=== Your objective ===
Where the line with "Target: grassy slope" appears below, start writing out lines exactly, and finish with the line with "Target: steep slope", which is included; write out nothing else.

(Stored items from a collection)

☆ ☆ ☆

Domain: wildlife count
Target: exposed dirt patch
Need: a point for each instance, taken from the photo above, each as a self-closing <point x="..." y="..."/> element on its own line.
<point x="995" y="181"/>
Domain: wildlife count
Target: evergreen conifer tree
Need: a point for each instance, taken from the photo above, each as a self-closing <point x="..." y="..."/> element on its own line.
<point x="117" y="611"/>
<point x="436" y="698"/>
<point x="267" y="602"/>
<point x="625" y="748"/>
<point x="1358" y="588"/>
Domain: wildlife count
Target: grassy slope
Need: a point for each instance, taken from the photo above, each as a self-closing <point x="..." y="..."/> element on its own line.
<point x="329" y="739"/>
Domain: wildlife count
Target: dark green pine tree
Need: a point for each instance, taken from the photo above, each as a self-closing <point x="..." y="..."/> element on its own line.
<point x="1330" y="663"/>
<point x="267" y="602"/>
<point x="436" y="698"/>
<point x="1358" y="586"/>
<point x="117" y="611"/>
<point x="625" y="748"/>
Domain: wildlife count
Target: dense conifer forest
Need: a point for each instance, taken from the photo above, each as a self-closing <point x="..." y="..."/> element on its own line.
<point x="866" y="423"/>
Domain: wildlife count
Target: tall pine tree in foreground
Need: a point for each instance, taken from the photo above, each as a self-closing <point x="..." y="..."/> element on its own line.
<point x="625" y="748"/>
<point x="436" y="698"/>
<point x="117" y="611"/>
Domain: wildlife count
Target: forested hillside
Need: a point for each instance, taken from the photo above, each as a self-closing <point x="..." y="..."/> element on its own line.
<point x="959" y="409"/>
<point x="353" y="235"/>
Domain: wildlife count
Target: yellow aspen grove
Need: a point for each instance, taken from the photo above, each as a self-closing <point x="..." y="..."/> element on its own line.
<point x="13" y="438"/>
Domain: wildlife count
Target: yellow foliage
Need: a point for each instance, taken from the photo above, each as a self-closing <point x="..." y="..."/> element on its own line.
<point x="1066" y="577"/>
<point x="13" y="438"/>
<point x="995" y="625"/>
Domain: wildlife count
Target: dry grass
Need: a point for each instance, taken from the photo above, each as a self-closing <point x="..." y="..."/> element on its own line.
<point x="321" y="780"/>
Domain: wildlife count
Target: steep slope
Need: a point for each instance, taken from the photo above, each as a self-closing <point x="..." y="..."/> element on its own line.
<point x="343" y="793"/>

☆ ☆ ☆

=== Written solution ===
Target: grassy slope
Need: a point for each instance, taken from the photo above, each as a self-closing <point x="..." y="..."/> element on its own line.
<point x="329" y="739"/>
Domain: wildlife count
Target: dark green pine tree
Need: a point for each instance, taken from the photo above, each as a self-closing <point x="..." y="..."/> element on its own line.
<point x="1330" y="663"/>
<point x="267" y="602"/>
<point x="436" y="698"/>
<point x="1358" y="586"/>
<point x="117" y="611"/>
<point x="625" y="748"/>
Domain: wildlife count
Target: dense conifer forest
Need: a point for each instance, taken from the photo above, each as a self-closing <point x="..." y="..."/> element on its own line.
<point x="866" y="423"/>
Domain: wildlife count
Target: tall pine tree in foreground
Need: a point for each instance, taken from the photo above, each as a self-closing <point x="..." y="..."/> element on its own line.
<point x="625" y="748"/>
<point x="436" y="698"/>
<point x="117" y="611"/>
Domain: wildlife count
Target: forested hillside
Need: a point for each instance, taken from the photo above, each as a self-closing <point x="..." y="..."/> element on its own line.
<point x="959" y="409"/>
<point x="353" y="235"/>
Domain: wildlife count
Target: yellow aspen grove
Need: a point for each instance, taken from the photo above, each as a self-closing <point x="..." y="..."/> element on its own line.
<point x="13" y="438"/>
Domain: wildlife count
Target: yellow foliage
Need: a point for each instance, taken from the photo above, each as a self-closing <point x="..." y="..."/> element on its own line.
<point x="1066" y="577"/>
<point x="13" y="438"/>
<point x="995" y="625"/>
Domain: wildlife count
Target: dry grass
Need: a point for each instance, taken from the photo above, each as a self-closing <point x="..." y="..."/> element on its own line.
<point x="321" y="780"/>
Domain: wildlife count
Target: steep slope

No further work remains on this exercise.